BEGIN Material shown

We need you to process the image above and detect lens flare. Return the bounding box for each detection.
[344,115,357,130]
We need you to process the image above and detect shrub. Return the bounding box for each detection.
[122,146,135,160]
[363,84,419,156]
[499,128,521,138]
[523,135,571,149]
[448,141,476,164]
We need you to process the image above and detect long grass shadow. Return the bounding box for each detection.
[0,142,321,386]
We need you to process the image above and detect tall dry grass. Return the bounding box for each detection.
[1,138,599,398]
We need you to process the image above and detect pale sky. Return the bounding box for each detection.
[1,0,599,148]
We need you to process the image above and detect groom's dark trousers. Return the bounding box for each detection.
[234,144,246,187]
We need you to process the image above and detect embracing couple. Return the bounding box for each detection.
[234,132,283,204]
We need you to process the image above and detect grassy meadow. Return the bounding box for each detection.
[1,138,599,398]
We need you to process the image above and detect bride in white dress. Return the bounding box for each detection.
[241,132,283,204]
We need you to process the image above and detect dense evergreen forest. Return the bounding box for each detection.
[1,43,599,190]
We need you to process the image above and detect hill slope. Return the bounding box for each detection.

END Material shown

Copy the entire listing exactly. Do not skip a line.

We need you to process the image above and detect lens flare. Return the bounding box for each detection.
[344,115,357,130]
We need you to process the image above and detect shrub. Return the bounding box for each detection.
[122,146,135,160]
[363,84,419,156]
[499,128,521,138]
[523,135,571,149]
[448,141,476,164]
We need you to process the image above and detect long grass shadow. Return the bounding box for each detection.
[0,142,321,386]
We need you to process the image above and detect tall dry grass. Return the bounding box for each detection.
[1,138,599,398]
We need you to process the image above and detect pale sky. Return the bounding box for each detection.
[1,0,599,148]
We need you to process the image above and detect groom's dark trousers. Return the bounding box for each detection.
[234,144,246,187]
We need you to process the image above and detect embracing couple. Return the bounding box for each detection.
[234,132,283,204]
We need you to process the image above and detect grassy meadow. Return the bounding box for each detection.
[1,138,599,398]
We need you to process the image above and detect bride in white dress. Return the bounding box for each detection.
[241,132,283,204]
We need you to process the image above and detect dense evergreen forest. Return the bounding box for each detection.
[1,43,599,190]
We need you to process the image above and detect hill slope. Return the bounding box for each detection.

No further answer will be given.